WORK INSTRUCTIONS >> Show each line in the listing below that contains the word "tree".

DATA SUPPLIED: Begin

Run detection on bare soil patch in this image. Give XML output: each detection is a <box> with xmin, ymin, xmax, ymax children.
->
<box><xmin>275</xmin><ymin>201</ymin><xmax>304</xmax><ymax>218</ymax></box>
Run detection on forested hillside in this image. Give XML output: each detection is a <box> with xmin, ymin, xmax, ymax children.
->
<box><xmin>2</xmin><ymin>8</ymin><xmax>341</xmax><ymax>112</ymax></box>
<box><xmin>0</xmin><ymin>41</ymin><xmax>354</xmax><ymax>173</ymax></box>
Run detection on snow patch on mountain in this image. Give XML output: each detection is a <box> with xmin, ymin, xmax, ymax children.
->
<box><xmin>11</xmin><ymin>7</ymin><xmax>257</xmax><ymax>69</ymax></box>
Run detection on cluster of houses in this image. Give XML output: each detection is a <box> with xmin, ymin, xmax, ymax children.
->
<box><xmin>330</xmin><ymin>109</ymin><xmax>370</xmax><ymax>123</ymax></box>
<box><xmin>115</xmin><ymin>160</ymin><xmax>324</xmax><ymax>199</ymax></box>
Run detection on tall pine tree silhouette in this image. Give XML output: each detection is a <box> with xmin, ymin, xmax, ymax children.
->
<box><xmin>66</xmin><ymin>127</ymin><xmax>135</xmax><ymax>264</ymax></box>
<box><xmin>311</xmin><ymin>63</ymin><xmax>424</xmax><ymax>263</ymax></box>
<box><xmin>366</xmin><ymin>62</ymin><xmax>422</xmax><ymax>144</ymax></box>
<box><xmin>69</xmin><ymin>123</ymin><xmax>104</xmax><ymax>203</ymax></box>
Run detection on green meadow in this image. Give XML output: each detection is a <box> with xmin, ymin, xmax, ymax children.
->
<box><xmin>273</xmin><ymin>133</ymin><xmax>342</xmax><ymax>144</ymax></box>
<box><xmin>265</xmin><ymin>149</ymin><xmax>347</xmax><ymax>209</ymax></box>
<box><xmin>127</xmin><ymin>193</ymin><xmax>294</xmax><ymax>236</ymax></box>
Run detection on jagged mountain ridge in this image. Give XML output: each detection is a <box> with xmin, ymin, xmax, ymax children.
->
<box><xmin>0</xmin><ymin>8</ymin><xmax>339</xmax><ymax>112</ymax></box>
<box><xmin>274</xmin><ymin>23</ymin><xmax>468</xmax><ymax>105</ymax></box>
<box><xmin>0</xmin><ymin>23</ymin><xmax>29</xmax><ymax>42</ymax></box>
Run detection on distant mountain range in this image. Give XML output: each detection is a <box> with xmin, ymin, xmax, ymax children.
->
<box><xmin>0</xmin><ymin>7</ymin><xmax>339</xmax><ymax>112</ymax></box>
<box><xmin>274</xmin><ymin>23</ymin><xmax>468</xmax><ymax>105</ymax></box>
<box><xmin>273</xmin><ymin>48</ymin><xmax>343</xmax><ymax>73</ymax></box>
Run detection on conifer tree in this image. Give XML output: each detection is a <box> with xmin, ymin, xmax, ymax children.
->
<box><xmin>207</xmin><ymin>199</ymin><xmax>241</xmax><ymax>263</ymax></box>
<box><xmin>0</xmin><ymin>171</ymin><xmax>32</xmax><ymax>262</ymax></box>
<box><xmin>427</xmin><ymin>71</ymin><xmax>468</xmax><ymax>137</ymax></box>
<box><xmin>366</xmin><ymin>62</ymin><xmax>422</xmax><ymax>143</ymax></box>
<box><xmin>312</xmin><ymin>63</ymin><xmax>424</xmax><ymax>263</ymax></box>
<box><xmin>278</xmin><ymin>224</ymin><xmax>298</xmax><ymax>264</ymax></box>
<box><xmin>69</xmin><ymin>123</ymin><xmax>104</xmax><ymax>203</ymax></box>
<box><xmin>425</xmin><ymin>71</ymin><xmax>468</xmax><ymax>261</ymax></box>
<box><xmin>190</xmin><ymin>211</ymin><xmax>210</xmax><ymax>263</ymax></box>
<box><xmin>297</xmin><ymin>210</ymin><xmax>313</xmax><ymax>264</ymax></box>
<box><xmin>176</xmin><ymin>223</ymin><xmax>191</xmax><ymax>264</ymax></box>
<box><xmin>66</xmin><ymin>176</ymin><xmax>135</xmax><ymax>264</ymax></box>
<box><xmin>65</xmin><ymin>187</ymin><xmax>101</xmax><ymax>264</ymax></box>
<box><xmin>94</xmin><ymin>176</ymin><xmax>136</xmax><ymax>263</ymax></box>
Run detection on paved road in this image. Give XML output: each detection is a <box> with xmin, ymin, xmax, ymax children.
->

DATA SUPPLIED: End

ANSWER FOR THIS EXERCISE >>
Run detection on tall pine tree silhouette in this image. Give XML output: each detection is a <box> with xmin, ymin, xmax, ymax children.
Run detection on conifer tree in this image. Give XML output: each detection is a <box> with xmin, ymin, xmax, ymax children.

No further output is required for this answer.